“81 ili gördüm” dediğim bir paylaşımın ardından bir okur şöyle yazdı:
“Türkiye sadece illerden ibaret değil.”
Çok doğru…
Bu ülkenin her ili başka bir dünya; her ilçesi farklı bir nefes; hatta bazı mahalleleri bile bambaşka bir kültür taşır.
Mesela Hatay’ın Kırıkhan ilçesindeki 61 mahallesi…
Adı bile Karadeniz’i çağrıştırır.
Karadeniz’den gelenlerin yoğunluğu nedeniyle sokaklarında gezdiğinizde kendinizi zaman zaman Trabzon’un bir mahallesinde hissedersiniz.
İşte Türkiye’nin zenginliği tam da burada başlar.
Yıllardır 420’ye yakın ilçe ve beldede Akıllı Şehirler ve Yangın Güvenliği üzerine sahaya inerek çalıştım.
Bu çeşitliliği her defasında tekrar tekrar gördüm.
Mesela Yozgat Bahadın…
Türkiye’de örneğini pek görmediğimiz, çok değerli bir “yaşam evi modeli” var.

Kaynak veriler:
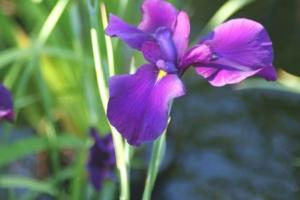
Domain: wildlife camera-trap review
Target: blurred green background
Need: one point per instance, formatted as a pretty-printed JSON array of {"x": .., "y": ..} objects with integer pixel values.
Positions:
[{"x": 236, "y": 142}]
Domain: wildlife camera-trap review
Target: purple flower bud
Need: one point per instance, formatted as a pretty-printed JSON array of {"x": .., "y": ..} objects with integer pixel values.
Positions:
[
  {"x": 101, "y": 161},
  {"x": 6, "y": 105}
]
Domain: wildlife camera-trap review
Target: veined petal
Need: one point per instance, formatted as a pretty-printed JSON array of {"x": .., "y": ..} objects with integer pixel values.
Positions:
[
  {"x": 152, "y": 52},
  {"x": 6, "y": 104},
  {"x": 128, "y": 33},
  {"x": 240, "y": 48},
  {"x": 181, "y": 33},
  {"x": 139, "y": 104},
  {"x": 157, "y": 13}
]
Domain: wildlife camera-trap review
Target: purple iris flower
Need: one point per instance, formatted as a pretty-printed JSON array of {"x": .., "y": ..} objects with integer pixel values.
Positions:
[
  {"x": 101, "y": 162},
  {"x": 6, "y": 105},
  {"x": 139, "y": 104}
]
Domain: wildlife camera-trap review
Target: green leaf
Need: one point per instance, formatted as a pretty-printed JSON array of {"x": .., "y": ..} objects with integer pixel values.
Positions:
[
  {"x": 29, "y": 146},
  {"x": 11, "y": 181}
]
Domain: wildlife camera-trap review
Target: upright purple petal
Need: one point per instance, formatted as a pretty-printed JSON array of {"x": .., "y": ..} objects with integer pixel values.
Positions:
[
  {"x": 6, "y": 105},
  {"x": 239, "y": 48},
  {"x": 101, "y": 162},
  {"x": 139, "y": 103},
  {"x": 181, "y": 33},
  {"x": 152, "y": 52},
  {"x": 156, "y": 14},
  {"x": 128, "y": 33}
]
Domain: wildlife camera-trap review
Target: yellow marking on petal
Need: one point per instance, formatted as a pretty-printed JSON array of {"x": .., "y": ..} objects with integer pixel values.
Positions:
[{"x": 160, "y": 75}]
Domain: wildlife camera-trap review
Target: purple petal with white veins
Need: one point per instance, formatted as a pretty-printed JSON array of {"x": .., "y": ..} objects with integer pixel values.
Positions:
[
  {"x": 6, "y": 105},
  {"x": 239, "y": 48},
  {"x": 181, "y": 33},
  {"x": 221, "y": 77},
  {"x": 156, "y": 14},
  {"x": 139, "y": 104},
  {"x": 128, "y": 33}
]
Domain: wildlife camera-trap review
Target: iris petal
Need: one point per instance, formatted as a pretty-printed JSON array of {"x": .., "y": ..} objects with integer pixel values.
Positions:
[
  {"x": 240, "y": 48},
  {"x": 181, "y": 33},
  {"x": 128, "y": 33},
  {"x": 139, "y": 104},
  {"x": 156, "y": 14}
]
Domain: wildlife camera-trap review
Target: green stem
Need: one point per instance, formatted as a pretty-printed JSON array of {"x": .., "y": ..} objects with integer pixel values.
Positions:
[
  {"x": 51, "y": 21},
  {"x": 103, "y": 92},
  {"x": 156, "y": 158}
]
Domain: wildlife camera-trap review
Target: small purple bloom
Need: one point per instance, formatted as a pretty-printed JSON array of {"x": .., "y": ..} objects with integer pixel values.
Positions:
[
  {"x": 6, "y": 105},
  {"x": 101, "y": 162},
  {"x": 139, "y": 104}
]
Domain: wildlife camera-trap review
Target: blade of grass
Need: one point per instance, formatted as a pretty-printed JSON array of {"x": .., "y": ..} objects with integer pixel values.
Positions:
[
  {"x": 32, "y": 145},
  {"x": 10, "y": 181},
  {"x": 156, "y": 158},
  {"x": 108, "y": 43}
]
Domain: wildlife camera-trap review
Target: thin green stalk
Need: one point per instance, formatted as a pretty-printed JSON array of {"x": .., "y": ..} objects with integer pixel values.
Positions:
[
  {"x": 51, "y": 21},
  {"x": 103, "y": 92},
  {"x": 158, "y": 150},
  {"x": 223, "y": 13},
  {"x": 108, "y": 43}
]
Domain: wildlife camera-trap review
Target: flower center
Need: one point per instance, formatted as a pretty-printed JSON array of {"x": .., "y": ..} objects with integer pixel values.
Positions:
[
  {"x": 166, "y": 66},
  {"x": 161, "y": 74}
]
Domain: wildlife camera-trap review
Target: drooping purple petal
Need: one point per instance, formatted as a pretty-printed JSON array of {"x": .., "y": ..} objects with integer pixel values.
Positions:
[
  {"x": 101, "y": 161},
  {"x": 156, "y": 14},
  {"x": 129, "y": 33},
  {"x": 139, "y": 103},
  {"x": 6, "y": 105},
  {"x": 239, "y": 48},
  {"x": 221, "y": 77},
  {"x": 181, "y": 33}
]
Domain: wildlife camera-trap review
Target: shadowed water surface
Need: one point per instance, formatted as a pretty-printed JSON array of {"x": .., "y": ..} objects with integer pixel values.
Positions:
[{"x": 227, "y": 144}]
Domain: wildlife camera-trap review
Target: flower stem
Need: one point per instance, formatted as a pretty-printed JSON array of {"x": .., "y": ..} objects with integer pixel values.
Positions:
[
  {"x": 103, "y": 92},
  {"x": 156, "y": 158}
]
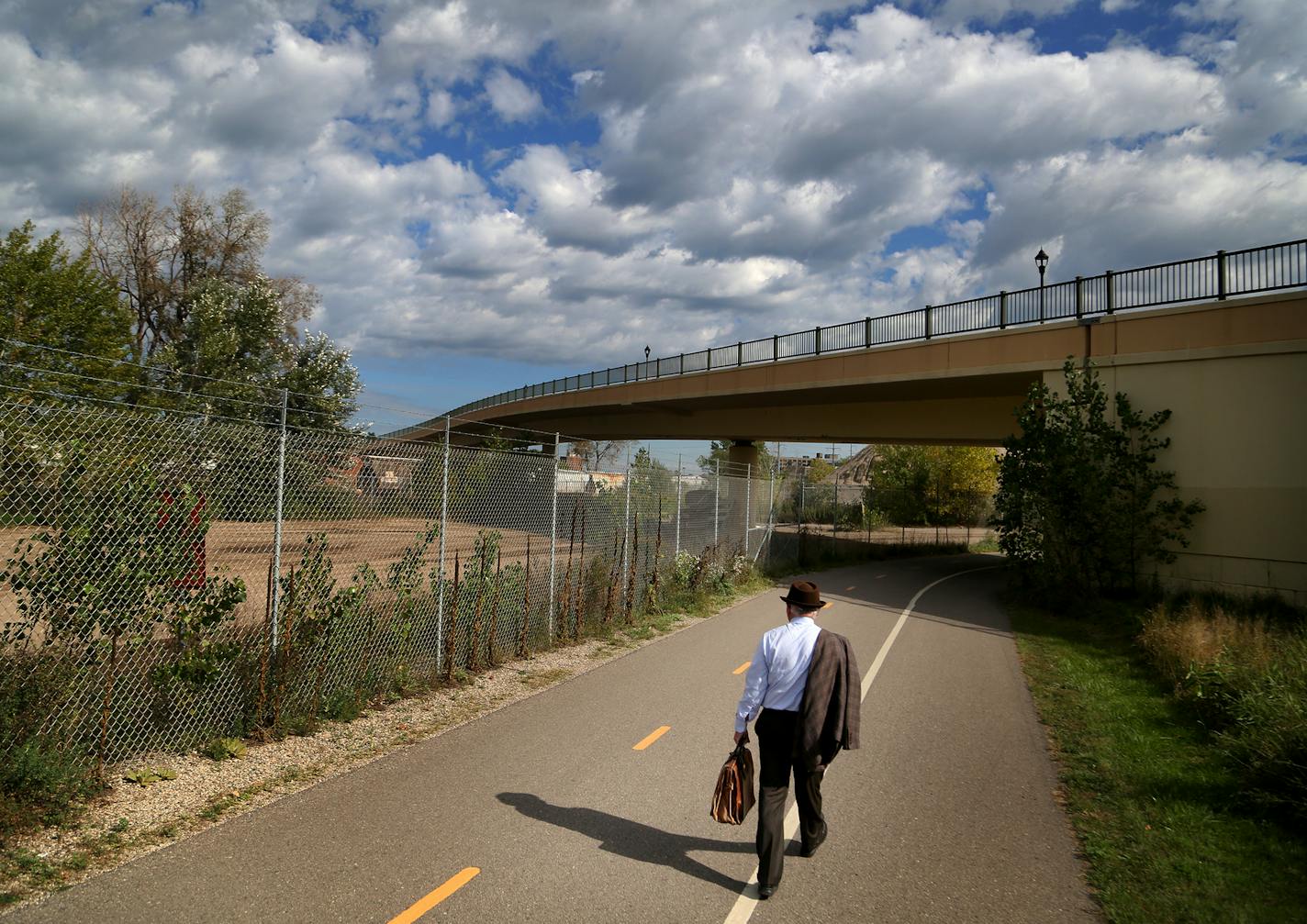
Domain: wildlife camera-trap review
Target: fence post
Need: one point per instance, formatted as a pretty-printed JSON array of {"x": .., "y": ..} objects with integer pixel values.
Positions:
[
  {"x": 717, "y": 502},
  {"x": 276, "y": 542},
  {"x": 834, "y": 515},
  {"x": 771, "y": 499},
  {"x": 678, "y": 505},
  {"x": 748, "y": 505},
  {"x": 444, "y": 529},
  {"x": 553, "y": 542},
  {"x": 626, "y": 523}
]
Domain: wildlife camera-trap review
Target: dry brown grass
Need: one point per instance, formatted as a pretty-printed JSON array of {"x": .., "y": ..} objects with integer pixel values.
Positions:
[{"x": 1202, "y": 635}]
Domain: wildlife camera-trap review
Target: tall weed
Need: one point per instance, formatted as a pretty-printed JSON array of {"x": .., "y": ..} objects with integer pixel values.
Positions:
[{"x": 1246, "y": 678}]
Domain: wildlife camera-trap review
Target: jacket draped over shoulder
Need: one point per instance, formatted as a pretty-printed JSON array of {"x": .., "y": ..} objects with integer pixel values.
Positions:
[{"x": 830, "y": 711}]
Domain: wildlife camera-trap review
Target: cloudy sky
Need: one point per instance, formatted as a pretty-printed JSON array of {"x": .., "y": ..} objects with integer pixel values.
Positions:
[{"x": 490, "y": 193}]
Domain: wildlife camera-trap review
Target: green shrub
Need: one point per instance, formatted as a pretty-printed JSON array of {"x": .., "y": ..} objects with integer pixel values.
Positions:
[
  {"x": 222, "y": 749},
  {"x": 40, "y": 785},
  {"x": 1081, "y": 505}
]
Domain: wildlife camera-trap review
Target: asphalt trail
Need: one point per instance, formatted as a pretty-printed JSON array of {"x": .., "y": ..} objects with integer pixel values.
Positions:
[{"x": 945, "y": 815}]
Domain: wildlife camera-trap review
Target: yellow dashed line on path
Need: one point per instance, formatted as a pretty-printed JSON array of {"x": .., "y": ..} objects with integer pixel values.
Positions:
[
  {"x": 429, "y": 902},
  {"x": 651, "y": 738}
]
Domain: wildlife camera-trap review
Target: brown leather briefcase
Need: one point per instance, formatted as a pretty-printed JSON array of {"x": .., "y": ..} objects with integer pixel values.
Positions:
[{"x": 733, "y": 796}]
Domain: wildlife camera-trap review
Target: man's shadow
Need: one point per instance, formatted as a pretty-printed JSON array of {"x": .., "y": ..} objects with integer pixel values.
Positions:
[{"x": 632, "y": 840}]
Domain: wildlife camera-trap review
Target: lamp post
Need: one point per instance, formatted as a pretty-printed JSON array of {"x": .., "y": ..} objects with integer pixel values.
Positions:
[{"x": 1042, "y": 263}]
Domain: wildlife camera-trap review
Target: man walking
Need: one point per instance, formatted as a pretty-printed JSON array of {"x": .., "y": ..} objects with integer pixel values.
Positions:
[{"x": 804, "y": 689}]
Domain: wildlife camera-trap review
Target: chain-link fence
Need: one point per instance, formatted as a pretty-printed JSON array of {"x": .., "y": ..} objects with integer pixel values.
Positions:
[
  {"x": 814, "y": 515},
  {"x": 166, "y": 579}
]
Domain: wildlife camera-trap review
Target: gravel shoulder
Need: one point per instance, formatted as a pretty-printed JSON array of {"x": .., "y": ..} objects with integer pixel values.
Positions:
[{"x": 129, "y": 821}]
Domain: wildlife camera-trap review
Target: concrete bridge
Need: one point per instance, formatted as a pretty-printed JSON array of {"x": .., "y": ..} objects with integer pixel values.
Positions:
[{"x": 1233, "y": 373}]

• [Göreviniz]: Metinde "Karadeniz’den gelenlerin yoğunluğu" ile "tekrar tekrar gördüm." arasındaki kısmı, bu iki ifade de dahil olmak üzere hiçbir şeyini değiştirmeden yazın. Satırların metinle hiçbir ilgisi yoktur.

• [Cevabın tamamı]:
Karadeniz’den gelenlerin yoğunluğu nedeniyle sokaklarında gezdiğinizde kendinizi zaman zaman Trabzon’un bir mahallesinde hissedersiniz.
İşte Türkiye’nin zenginliği tam da burada başlar.
Yıllardır 420’ye yakın ilçe ve beldede Akıllı Şehirler ve Yangın Güvenliği üzerine sahaya inerek çalıştım.
Bu çeşitliliği her defasında tekrar tekrar gördüm.